**TEXT TO READ**
----------------

I was kind of disappointed with Quillin at the time, the fact N'Dam had been ducking Golovkin for the WBA 'Regular' vs 'Interim' for 2 straight years was almost common knowledge. Winky wasn't prime by any means. He probably saw his own resume way up there compared to that of Golovkin, and he now realizes GGG's is only going to get better from here on out... as for him, he'll be fighting a has-been prospect soon in Jacobs so a Golovkin fight would definitely be high profile in comparison. Networks be damned once again for putting road blocks to a great fight. Quillin knows that, so he shouldn't be running his mouth about fighting Golovkin who's been deemed an HBO fighter two fights ago.


----------



## RollinShots (Jun 6, 2013)

drozzy said:


> Quillin dismissed a Golovkin fight in the past when he was on HBO. Now that he's with Showtime, he calls him out. Just sayin.


source????


----------



## Slugger3000 (May 22, 2013)

Reppin501 said:


> Quillin is dangerous, only retards would say otherwise.


No one said he's not... You idiot!

The real question is.. If you were locked in a room with GGG and you had 2 choices.. Fight or Fuck? What would you choose? Im pretty sure your fruity ass would be on your knees quicker than a 2 dollar "Whore"..


----------



## Ari Gold Bawse (Jun 4, 2013)

I remember hearing that GGG owned Quillin in sparring at the Wildcard Gym


----------



## Divi253 (Jun 4, 2013)

Make it happen boxing.


----------



## MichiganWarrior (Jun 4, 2013)

RollinShots said:


> source????


He wont have one. Typical GayGayGay fan

Quillin always said he wanted Golovkin when he built his name up, he wants whoever is the highest ranked middleweight


----------



## MichiganWarrior (Jun 4, 2013)

Ari Gold Bawse said:


> I remember hearing that GGG owned Quillin in sparring at the Wildcard Gym


You remember wrong ***.


----------



## Slugger3000 (May 22, 2013)

MichiganWarrior said:


> He wont have one. Typical GayGayGay fan
> 
> Quillin always said he wanted Golovkin when he built his name up, he wants whoever is the highest ranked middleweight


Golovkin would Murk Quillin... GGG is not just a power puncher.. Dude has skills as well! Get your head out ya ****** ass Brah..


----------



## sugarshane_24 (Apr 20, 2013)

So suddenly when one guy calls another out, a lot of people tend to forget either the promotional outfit or network war. 

Quillin is conveniently behind the fact that it would not happen because they are from different networks and it makes him appear that he's avoiding no one.


----------



## Ari Gold Bawse (Jun 4, 2013)

MichiganWarrior said:


> You remember wrong ***.


http://ringtv.craveonline.com/blog/...-golovkin-worth-driving-up-a-mountain-to-see-

you sure?

you seem very mad itt.


----------



## MichiganWarrior (Jun 4, 2013)

Ari Gold Bawse said:


> http://ringtv.craveonline.com/blog/...-golovkin-worth-driving-up-a-mountain-to-see-
> 
> you sure?
> 
> you seem very mad itt.

----------------

**WRITTEN REQUEST 1**
Pick out every line of the listing that contains the string "earlobe" and copy each one.
**WRITTEN REQUEST 2**
Write what comes next in the boxing forum thread above, starting after its last line.

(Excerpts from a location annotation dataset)
----------------

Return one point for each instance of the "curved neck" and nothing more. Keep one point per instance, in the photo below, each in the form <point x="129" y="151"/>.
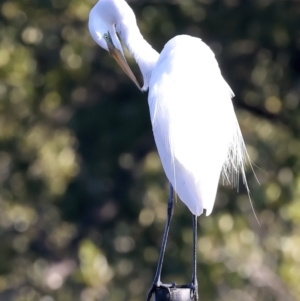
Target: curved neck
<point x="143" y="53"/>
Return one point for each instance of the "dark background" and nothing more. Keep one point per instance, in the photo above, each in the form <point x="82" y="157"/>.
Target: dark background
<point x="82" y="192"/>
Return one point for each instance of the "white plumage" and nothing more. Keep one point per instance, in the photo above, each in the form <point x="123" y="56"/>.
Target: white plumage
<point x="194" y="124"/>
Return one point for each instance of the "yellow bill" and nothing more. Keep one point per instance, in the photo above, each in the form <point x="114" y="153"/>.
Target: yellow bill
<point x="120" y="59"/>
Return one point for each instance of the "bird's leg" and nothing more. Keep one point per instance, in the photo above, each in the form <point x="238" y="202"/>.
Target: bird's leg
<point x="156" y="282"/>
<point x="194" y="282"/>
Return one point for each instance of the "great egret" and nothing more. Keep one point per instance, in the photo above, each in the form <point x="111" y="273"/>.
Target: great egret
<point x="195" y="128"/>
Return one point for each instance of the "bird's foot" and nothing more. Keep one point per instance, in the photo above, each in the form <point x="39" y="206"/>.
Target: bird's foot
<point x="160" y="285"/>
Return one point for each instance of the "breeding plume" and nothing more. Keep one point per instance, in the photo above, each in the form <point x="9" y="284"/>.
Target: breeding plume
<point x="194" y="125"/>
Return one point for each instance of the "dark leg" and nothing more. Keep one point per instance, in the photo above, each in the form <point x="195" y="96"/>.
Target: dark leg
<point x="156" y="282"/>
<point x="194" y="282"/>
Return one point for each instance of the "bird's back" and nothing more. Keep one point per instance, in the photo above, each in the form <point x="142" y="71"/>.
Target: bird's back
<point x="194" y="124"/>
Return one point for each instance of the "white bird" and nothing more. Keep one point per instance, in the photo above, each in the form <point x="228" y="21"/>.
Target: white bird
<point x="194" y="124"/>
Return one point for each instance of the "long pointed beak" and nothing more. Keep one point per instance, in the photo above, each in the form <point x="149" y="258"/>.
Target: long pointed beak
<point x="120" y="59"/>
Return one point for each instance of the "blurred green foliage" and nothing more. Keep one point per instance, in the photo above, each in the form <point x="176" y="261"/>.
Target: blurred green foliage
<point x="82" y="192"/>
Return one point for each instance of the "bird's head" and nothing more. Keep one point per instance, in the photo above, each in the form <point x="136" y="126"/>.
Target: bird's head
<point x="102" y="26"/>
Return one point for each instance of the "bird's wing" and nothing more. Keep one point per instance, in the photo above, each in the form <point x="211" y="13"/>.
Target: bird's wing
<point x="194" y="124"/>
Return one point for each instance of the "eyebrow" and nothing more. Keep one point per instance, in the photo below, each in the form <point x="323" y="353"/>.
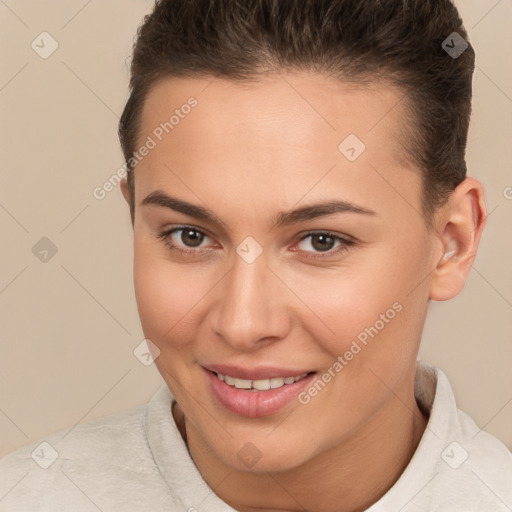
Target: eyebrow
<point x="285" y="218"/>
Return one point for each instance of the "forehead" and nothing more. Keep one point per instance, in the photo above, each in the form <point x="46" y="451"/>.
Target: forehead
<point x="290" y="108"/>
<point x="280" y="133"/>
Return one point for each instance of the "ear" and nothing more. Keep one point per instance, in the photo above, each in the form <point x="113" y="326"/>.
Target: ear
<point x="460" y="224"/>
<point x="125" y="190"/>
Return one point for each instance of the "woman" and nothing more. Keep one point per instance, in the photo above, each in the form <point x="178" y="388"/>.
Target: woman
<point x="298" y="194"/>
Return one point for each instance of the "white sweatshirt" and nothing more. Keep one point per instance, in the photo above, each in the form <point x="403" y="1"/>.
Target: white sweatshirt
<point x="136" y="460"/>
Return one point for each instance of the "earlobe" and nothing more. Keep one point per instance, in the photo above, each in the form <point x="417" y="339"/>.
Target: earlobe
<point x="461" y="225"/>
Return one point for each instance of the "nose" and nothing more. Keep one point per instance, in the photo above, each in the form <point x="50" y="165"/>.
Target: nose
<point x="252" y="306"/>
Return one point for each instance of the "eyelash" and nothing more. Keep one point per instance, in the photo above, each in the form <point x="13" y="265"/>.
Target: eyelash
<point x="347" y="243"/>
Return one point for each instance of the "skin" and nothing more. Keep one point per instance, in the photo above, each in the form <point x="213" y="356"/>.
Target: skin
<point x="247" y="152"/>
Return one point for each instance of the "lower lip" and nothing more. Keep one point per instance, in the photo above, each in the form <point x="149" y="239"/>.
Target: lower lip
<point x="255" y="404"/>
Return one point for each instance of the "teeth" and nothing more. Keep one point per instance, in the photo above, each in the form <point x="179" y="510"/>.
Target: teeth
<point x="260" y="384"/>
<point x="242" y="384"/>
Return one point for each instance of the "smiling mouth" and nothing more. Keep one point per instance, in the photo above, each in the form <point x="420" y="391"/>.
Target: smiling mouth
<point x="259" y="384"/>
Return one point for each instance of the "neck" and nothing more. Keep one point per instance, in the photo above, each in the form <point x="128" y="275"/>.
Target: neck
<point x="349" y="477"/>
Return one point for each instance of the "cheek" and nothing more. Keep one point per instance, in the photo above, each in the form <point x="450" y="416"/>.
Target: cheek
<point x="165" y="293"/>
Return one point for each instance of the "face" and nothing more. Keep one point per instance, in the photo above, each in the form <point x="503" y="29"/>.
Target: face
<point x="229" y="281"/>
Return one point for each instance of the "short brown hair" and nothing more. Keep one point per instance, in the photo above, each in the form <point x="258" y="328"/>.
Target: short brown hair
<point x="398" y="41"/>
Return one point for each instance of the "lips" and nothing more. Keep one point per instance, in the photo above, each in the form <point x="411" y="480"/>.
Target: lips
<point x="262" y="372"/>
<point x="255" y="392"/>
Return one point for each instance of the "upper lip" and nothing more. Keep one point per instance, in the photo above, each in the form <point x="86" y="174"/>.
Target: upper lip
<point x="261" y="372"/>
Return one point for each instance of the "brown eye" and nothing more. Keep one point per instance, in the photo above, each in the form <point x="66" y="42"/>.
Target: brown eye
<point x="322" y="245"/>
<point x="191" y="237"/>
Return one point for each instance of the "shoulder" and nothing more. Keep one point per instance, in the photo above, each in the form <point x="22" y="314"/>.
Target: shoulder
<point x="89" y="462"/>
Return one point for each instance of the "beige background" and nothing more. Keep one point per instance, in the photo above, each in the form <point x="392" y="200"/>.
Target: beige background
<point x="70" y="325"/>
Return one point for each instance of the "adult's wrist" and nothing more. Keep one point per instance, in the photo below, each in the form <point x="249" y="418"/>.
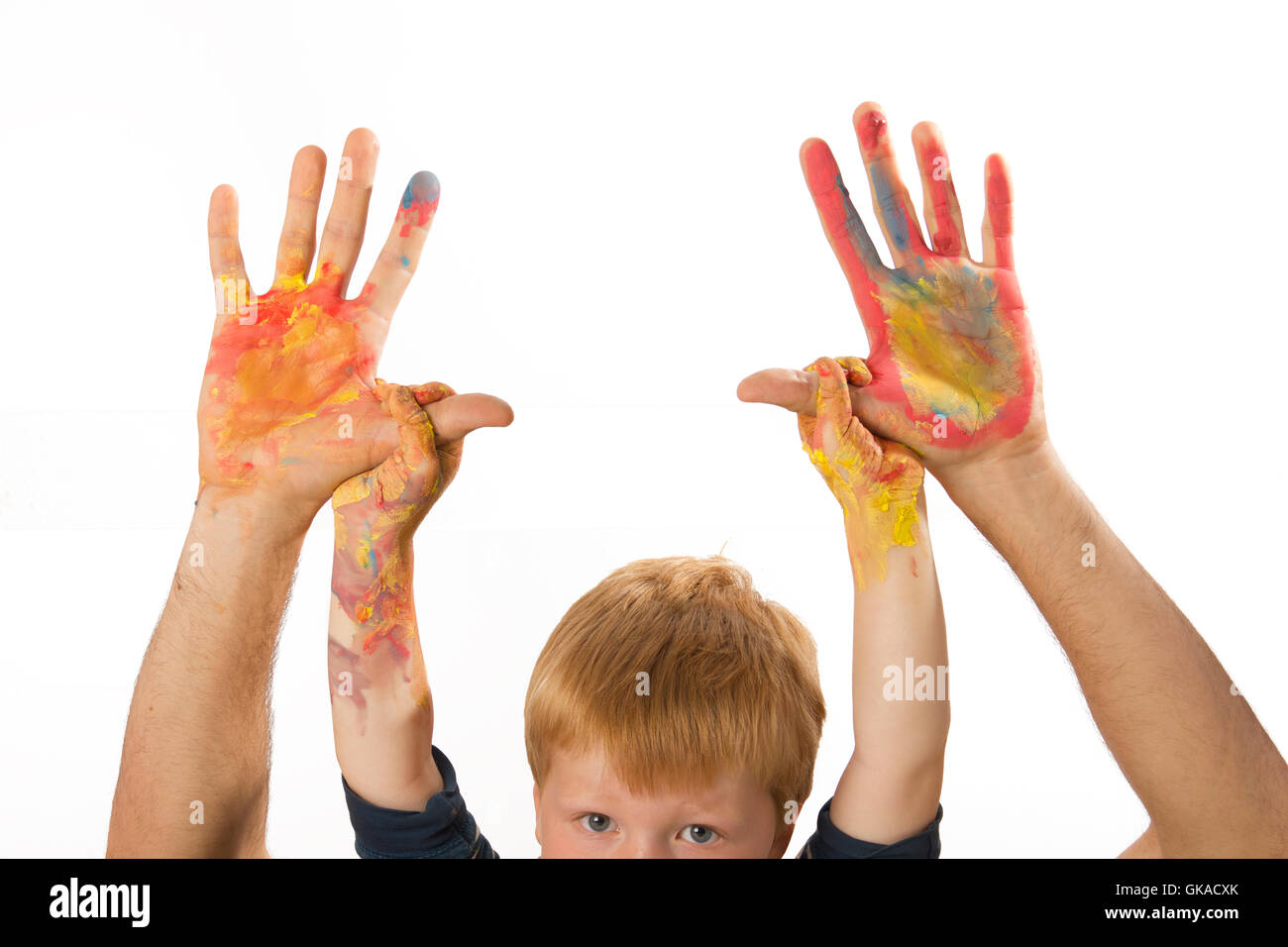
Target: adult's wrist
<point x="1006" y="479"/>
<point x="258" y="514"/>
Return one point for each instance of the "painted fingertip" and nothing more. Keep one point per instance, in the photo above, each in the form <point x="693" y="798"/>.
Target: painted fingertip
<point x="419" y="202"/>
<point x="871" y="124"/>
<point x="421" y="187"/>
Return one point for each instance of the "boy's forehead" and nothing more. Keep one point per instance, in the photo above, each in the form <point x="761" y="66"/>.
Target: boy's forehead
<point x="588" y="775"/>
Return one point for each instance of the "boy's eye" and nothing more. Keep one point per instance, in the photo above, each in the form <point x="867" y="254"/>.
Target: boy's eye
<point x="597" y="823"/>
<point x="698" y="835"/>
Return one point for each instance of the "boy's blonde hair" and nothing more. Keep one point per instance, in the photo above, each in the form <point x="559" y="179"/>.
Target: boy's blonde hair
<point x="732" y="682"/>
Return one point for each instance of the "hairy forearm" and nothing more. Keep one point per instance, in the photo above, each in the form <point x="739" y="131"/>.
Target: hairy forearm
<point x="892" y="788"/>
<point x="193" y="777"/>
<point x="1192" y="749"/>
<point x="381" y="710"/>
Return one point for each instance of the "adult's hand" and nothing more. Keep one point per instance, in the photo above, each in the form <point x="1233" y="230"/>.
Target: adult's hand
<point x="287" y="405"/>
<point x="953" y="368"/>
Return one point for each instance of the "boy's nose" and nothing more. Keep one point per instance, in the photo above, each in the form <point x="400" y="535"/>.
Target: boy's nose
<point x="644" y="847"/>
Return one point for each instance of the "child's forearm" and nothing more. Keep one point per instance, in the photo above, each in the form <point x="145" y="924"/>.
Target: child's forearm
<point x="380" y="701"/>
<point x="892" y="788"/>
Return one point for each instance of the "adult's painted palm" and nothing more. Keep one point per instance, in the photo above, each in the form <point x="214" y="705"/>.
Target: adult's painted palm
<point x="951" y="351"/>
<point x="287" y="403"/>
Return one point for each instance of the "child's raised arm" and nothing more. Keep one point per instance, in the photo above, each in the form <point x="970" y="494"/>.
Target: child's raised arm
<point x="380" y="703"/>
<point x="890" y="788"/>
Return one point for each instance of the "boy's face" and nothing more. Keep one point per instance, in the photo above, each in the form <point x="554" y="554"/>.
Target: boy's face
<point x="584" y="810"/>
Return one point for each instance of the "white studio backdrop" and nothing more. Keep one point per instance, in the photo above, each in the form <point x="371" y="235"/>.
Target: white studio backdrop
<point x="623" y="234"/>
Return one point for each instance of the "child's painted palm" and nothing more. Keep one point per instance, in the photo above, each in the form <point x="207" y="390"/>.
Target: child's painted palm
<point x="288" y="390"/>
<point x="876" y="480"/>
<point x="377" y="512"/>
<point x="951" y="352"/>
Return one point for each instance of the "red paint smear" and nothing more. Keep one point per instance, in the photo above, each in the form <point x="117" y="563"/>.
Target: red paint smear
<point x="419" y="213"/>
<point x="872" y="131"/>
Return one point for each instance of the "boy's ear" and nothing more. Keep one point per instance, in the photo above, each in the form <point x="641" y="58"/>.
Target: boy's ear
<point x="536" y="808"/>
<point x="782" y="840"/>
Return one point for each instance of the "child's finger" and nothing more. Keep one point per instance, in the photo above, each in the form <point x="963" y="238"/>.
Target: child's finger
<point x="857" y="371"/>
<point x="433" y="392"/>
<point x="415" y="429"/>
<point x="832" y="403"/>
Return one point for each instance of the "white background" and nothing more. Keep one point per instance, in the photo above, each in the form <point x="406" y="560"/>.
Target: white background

----------------

**RIGHT ANSWER 1**
Return one point for each instance of the "earlobe" and nothing more. Keep one point per instance, in the photo above, each in the form <point x="417" y="339"/>.
Target: earlobe

**RIGHT ANSWER 2**
Yep ***

"3. I've seen video of a few rounds of one of his sparring sessions with Quillin (which took place more than a year ago) and it looked like they were just giving each other good work. Golovkin was stalking; Quillin was sticking and moving. Occasionally they exchanged hard combos in close. Neither boxer had the upper hand from what I saw. I haven't seen any footage of Golovkin's infamous sessions with Angulo, but everyone I know who saw the sparring live tells me "Perro" got spanked."

GayGayGay fans, pfft


----------



## MichiganWarrior (Jun 4, 2013)

sugarshane_24 said:


> So suddenly when one guy calls another out, a lot of people tend to forget either the promotional outfit or network war.
> 
> Quillin is conveniently behind the fact that it would not happen because they are from different networks and it makes him appear that he's avoiding no one.


This *** again. Tell me ***, what black fighter isnt ducking someone in your eyes?


----------



## Bladerunner (Oct 22, 2012)

Typical behavior by a coward raised in the shithole that is grand rapids.

When the fight could have been made you wouldnt hear a peep from this clown.

Now that the fight cant be done due to promotional and contractual issues he feels brave all of a sudden.

Good fighter but is lacking a bit when it comes to testicular fortitude.


----------



## Ari Gold Bawse (Jun 4, 2013)

MichiganWarrior said:


> This *** again. Tell me ***, what black fighter isnt ducking someone in your eyes?


why is everyone a ***?

im black does that mean i have to love quillin and believe he would beat GGG?


----------



## MichiganWarrior (Jun 4, 2013)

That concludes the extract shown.